Passage to read |
[Begin]

Capitalism remains controversial

I find it astonishing the extent to which people continue to resist the basic way that the price system allocates goods — even in America! The idea that prices should move up or down, in order to balance supply and demand, is something that remains unintuitive, and morally repellent, to most people. There is a lovely example of this in the recent fuss over Uber’s surge pricing scheme. Anyone interested in the “sociology of market behaviour” should find this and this fascinating reading. Basically, Uber’s prices go up or down in real time, depending on how many people want rides and how many drivers are on the road. It’s a nice example of a firm using technology to create something like the perfect market of Economics 101 fame. And one would think that consumers would prefer high prices to shortages (i.e. queueing, long wait times, etc.) yet people hate it.

I guess what I find surprising is that, after over 200 years of economists trying to explain why it should be so, and people more-or-less accepting that explanation, there remains this incredibly recalcitrant moral intuition. Don’t get me wrong — the market isn’t going anywhere, and I think Uber’s price system makes perfect sense. I guess the puzzling (philosophical) question is how the market could be the dominant economic institution in our lives, and yet our moral intuitions could fail to adjust (over generations!) to its central organizing principle.

 

Comments

Capitalism remains controversial — 5 Comments

  1. … because our moral psychology evolved in steady-state economies in which “share equally” and “share proportionately to status” were pretty much the only distributive rules, and “encourage future production and innovation” was not especially relevant?

  2. The reason is that most market prices tend to be quite sticky (or resistant to change).

    In his 1998 book “Asking About Prices”, Alan Blinder published the results of his survey of 200 firms (chosen on how well they represented US GDP). According to “Table 4.1: Number of Price Changes in a Typical Year (n=186 responses)”,

    FREQUENCY PERCENTAGE OF FIRMS CUMULATIVE PERCENTAGE
    less than 1 10.2% 10.2%
    1 39.2% 49.2%
    1.01 to 2 15.6% 65.0%
    2.01 to 4 12.9% 77.9%
    4.01 to 12 7.5% 85.4%
    12.01 to 52 4.3% 89.7%
    52.01 to 365 8.6% 98.6%
    more than 365 1.6% 100.0%

    (source: https://www.russellsage.org/sites/all/files/blinder_tables%20figures.pdf)

    Be sure to also look at Tables 4.3-4.5 (which show how much lag in months there is after a change in demand or cost), 4.7 (which shows the time interval periodic price reviews), and 4.8 (“When You Do Raise or Lower Prices, Do You Normally Do It All at Once or in a Series of Smaller Change?).

    Presumably, many Americans do not see opposition to surge pricing as inconsistent with support for capitalism because most markets do not resemble auctions (or, alternatively, most markets are very slowly moving auctions).

[End]

Information provided |
[Begin]

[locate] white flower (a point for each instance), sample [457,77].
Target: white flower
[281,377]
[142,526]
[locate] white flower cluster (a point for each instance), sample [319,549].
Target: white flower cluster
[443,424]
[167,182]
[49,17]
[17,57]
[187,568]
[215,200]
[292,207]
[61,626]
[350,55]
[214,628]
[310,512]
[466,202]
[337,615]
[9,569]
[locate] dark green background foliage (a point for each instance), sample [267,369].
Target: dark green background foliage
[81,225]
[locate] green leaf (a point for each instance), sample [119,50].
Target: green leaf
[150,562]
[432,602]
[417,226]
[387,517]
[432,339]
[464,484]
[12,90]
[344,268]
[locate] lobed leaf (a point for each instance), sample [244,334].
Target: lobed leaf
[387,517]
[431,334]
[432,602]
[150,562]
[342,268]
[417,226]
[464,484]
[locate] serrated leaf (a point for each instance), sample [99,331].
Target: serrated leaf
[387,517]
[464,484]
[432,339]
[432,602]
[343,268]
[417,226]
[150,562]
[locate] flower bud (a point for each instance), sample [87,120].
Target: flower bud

[End]

Tasks to carry out |
1 - Translate this sentence from the post on surge pricing into Spanish: "Don’t get me wrong — the market isn’t going anywhere, and I think Uber’s price system makes perfect sense."
2 - Output everything in the records from the line containing "[locate] white flower cluster" down to the last line of the records as a JSON list of strings, one string per line, with blank lines omitted.
The post and the records have no connection to each other.

Results for each task |
1 - No me malinterpreten: el mercado no va a desaparecer, y creo que el sistema de precios de Uber tiene todo el sentido.

2 -
[
  "[locate] white flower cluster (a point for each instance), sample [319,549].",
  "Target: white flower cluster",
  "[443,424]",
  "[167,182]",
  "[49,17]",
  "[17,57]",
  "[187,568]",
  "[215,200]",
  "[292,207]",
  "[61,626]",
  "[350,55]",
  "[214,628]",
  "[310,512]",
  "[466,202]",
  "[337,615]",
  "[9,569]",
  "[locate] dark green background foliage (a point for each instance), sample [267,369].",
  "Target: dark green background foliage",
  "[81,225]",
  "[locate] green leaf (a point for each instance), sample [119,50].",
  "Target: green leaf",
  "[150,562]",
  "[432,602]",
  "[417,226]",
  "[387,517]",
  "[432,339]",
  "[464,484]",
  "[12,90]",
  "[344,268]",
  "[locate] lobed leaf (a point for each instance), sample [244,334].",
  "Target: lobed leaf",
  "[387,517]",
  "[431,334]",
  "[432,602]",
  "[150,562]",
  "[342,268]",
  "[417,226]",
  "[464,484]",
  "[locate] serrated leaf (a point for each instance), sample [99,331].",
  "Target: serrated leaf",
  "[387,517]",
  "[464,484]",
  "[432,339]",
  "[432,602]",
  "[343,268]",
  "[417,226]",
  "[150,562]",
  "[locate] flower bud (a point for each instance), sample [87,120].",
  "Target: flower bud"
]